— start Excerpt —

The Company’s senior financial officers and other employees working in the finance department have a special responsibility to ensure that all of the Company’s financial disclosures are full, fair, accurate, timely and understandable. These individuals are required to report any practice or situation that might undermine this objective to the Compliance Officer.

 



 

Employees are prohibited from directly or indirectly taking any action to coerce, manipulate, mislead or fraudulently influence the Company’s independent auditors for the purpose of rendering the financial statements of the Company materially misleading. Prohibited actions include but are not limited to:

 

·                   issuing or reissuing a report on the Company’s financial statements that is not warranted in the circumstances (due to material violations of U.S. GAAP, generally accepted auditing standards or other professional or regulatory standards);

 

·                   not performing audit, review or other procedures required by generally accepted auditing standards or other professional standards;

 

·                   not withdrawing an issued report when withdrawal is warranted under the circumstances; or

 

·                   not communicating matters as required to the Company’s Audit Committee.

— end Excerpt —

▶ **Set problem 1**
In the excerpt on financial disclosures, how does this sentence read in Spanish: "These individuals are required to report any practice or situation that might undermine this objective to the Compliance Officer."
▶ **Set problem 2**
Does the excerpt on financial disclosures support each statement below? Answer yes or no for each, quoting the deciding words.
(a) Only senior financial officers carry the special responsibility for the Company's financial disclosures.
(b) Employees may not indirectly mislead the Company's independent auditors.
(c) The list of prohibited actions is complete.
▶ **Set problem 3**
Answer these questions on the excerpt on financial disclosures:
(a) To whom must the finance staff report a practice that might undermine accurate disclosures?
(b) Which committee is named as the recipient of required communications?
(c) Which accounting principles does the excerpt name in its first listed item?

— start Source excerpt —

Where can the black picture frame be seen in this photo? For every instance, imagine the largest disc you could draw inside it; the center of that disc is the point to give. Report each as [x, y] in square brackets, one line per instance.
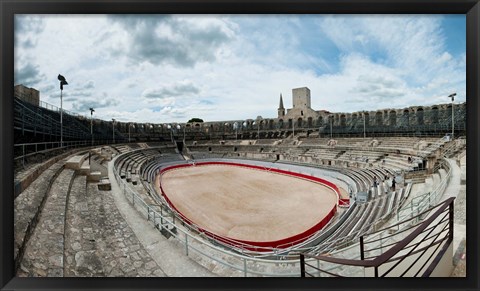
[471, 8]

— end Source excerpt —

▶ **Complete response 1**
Estas personas están obligadas a informar al Responsable de Cumplimiento sobre cualquier práctica o situación que pudiera socavar este objetivo.

▶ **Complete response 2**
(a) No: "and other employees working in the finance department"
(b) Yes: "directly or indirectly taking any action to coerce, manipulate, mislead"
(c) No: "include but are not limited to"

▶ **Complete response 3**
(a) The Compliance Officer
(b) The Company's Audit Committee
(c) U.S. GAAP